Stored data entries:
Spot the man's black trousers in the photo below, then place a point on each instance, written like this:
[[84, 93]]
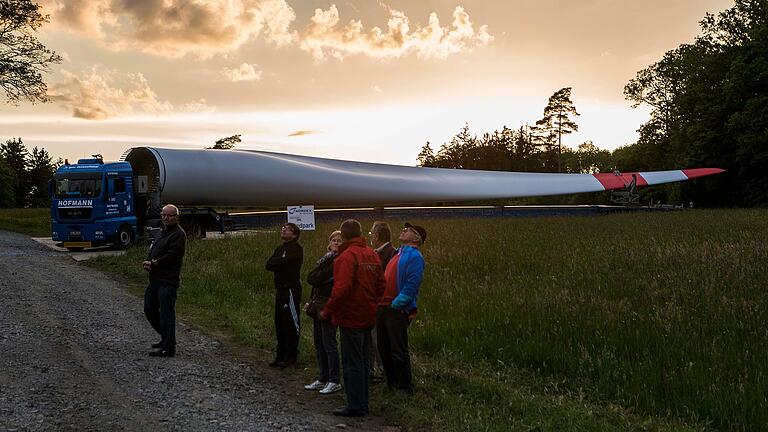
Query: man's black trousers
[[354, 362], [160, 309], [392, 333], [287, 328]]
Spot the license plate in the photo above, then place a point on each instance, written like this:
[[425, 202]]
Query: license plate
[[77, 244]]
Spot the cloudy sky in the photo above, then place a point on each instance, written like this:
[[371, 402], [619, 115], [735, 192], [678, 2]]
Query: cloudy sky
[[369, 80]]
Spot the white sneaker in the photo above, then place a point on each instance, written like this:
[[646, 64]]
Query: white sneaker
[[330, 388], [317, 385]]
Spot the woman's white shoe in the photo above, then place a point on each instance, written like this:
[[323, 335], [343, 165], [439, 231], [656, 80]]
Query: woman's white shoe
[[317, 385], [330, 388]]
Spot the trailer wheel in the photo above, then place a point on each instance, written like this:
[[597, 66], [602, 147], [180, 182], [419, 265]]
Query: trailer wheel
[[124, 237], [196, 230]]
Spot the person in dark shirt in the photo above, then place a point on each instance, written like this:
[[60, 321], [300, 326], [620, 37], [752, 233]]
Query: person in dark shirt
[[164, 266], [380, 237], [286, 262]]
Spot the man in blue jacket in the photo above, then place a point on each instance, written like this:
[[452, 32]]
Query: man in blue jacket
[[397, 307]]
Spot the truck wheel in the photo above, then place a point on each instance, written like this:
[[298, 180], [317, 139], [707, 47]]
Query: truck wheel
[[124, 237], [196, 230]]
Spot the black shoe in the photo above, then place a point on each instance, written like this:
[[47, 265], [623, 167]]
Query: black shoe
[[346, 412], [162, 353]]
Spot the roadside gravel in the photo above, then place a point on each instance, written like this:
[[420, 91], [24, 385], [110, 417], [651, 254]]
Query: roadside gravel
[[73, 356]]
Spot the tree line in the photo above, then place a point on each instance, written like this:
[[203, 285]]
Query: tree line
[[709, 102], [24, 175]]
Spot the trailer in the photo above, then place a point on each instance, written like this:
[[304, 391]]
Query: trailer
[[94, 203]]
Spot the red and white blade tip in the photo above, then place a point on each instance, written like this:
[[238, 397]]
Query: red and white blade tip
[[701, 172]]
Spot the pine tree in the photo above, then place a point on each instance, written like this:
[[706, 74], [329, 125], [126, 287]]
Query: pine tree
[[41, 169], [227, 142], [8, 182], [23, 58], [426, 157], [15, 155], [556, 121]]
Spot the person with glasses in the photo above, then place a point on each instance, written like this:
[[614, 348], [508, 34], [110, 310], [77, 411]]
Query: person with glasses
[[397, 307], [380, 238], [358, 283], [164, 266], [324, 332], [285, 263]]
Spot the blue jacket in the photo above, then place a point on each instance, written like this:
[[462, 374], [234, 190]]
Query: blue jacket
[[410, 272]]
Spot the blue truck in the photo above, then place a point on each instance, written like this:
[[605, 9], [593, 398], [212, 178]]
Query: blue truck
[[95, 204]]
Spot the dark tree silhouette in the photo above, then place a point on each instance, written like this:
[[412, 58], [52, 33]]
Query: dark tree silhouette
[[426, 157], [15, 155], [557, 122], [227, 143], [23, 59]]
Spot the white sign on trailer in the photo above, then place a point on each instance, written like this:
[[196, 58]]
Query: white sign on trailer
[[303, 216]]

> [What to work on]
Give back all of the entries verbatim, but without pictures.

> [Task result]
Spot the man's black trousers in the photo below, then place a point on each instance, written like this:
[[84, 93]]
Query: man's black trousers
[[354, 362], [160, 309], [392, 333], [287, 328]]
Spot the license plate in the photo above, then place a point on each instance, written like this:
[[425, 202]]
Query: license plate
[[77, 244]]
Spot the cloudy sky in the photo above, then place a point on each instance, written like this:
[[371, 402], [619, 115], [735, 192], [678, 2]]
Query: cloudy sky
[[369, 80]]
Spot the white sneaker in the photo above, then place a point on each instance, written like this:
[[646, 64]]
Query: white sneaker
[[330, 388], [317, 385]]
Spot the woman's white shoe in the photo above, then place a point on each instance, written like this:
[[323, 335], [343, 165], [439, 231], [656, 80]]
Query: woman's white shoe
[[317, 385], [330, 388]]
Spot the trailer wheel in the photo above, then place a point on each instance, written like this:
[[597, 66], [602, 147], [180, 182], [419, 265]]
Query: trailer wheel
[[124, 237], [196, 230]]
Spot the person in dark shirt in the photo above, then place a point on each instance, written like this:
[[60, 321], [300, 326], [620, 37], [752, 233]]
Query: person in dark shirt
[[164, 266], [380, 237], [286, 262]]
Spot the man in blue jacket in the photo above, then place a point on each instance, written like this:
[[452, 32]]
Query: man in blue jacket
[[397, 307]]
Spot the truck wheel in the photo above, then place a point on each instance, written like this:
[[298, 180], [317, 139], [707, 47]]
Query: truck wheel
[[124, 237], [196, 230]]
Spot the black shoe in the photo above, then place a point on each instance, written like this:
[[47, 265], [623, 167]]
Query: black shoe
[[346, 412], [162, 353]]
Spot the roadside gravel in the photo above, then place a point on each instance, written like this:
[[420, 91], [24, 385], [110, 417], [651, 254]]
Query: roadside gravel
[[73, 356]]
Spot the tree line in the photo above, then place a point on each instance, written like this:
[[203, 285]]
Query: tree line
[[709, 102], [24, 175]]
Spot the trailer in the photo above, then place a point on each instance, written like this:
[[304, 391]]
Query: trailer
[[94, 203]]
Spot the red and white blade tip in the photo above, then place a point on each instance, written like this:
[[238, 397]]
Query: red and white blade tip
[[701, 172]]
Spot the pine tree in the photo above, then place a point on each instance, written like this:
[[706, 74], [329, 125], [126, 287]]
Query: pine tree
[[41, 169], [227, 142], [8, 182], [23, 58], [426, 157], [15, 155], [556, 121]]
Spot the person with glasses in the photo above, then place a point on each instance, written like this:
[[614, 348], [508, 34], [110, 310], [77, 411]]
Query: person with glasses
[[397, 307], [380, 238], [358, 283], [164, 266], [324, 332], [285, 263]]
Spot the blue jacket in the photo above, then place a point on each instance, written like this:
[[462, 374], [234, 190]]
Query: blue jacket
[[410, 272]]
Spot the blue truck in the photo above, then place a point on each instance, written like this:
[[605, 9], [593, 398], [212, 178]]
Query: blue truck
[[95, 204]]
Spot the dark tree silhouette in the photo above, then place a point on each instance, written like this:
[[412, 58], [52, 33]]
Query: dark tree silhouette
[[426, 157], [15, 155], [557, 122], [227, 143], [23, 59]]
Spot the white sign on trailer in the photo above, then place a point on each instance, written like this:
[[196, 58]]
Query: white sign on trailer
[[303, 216]]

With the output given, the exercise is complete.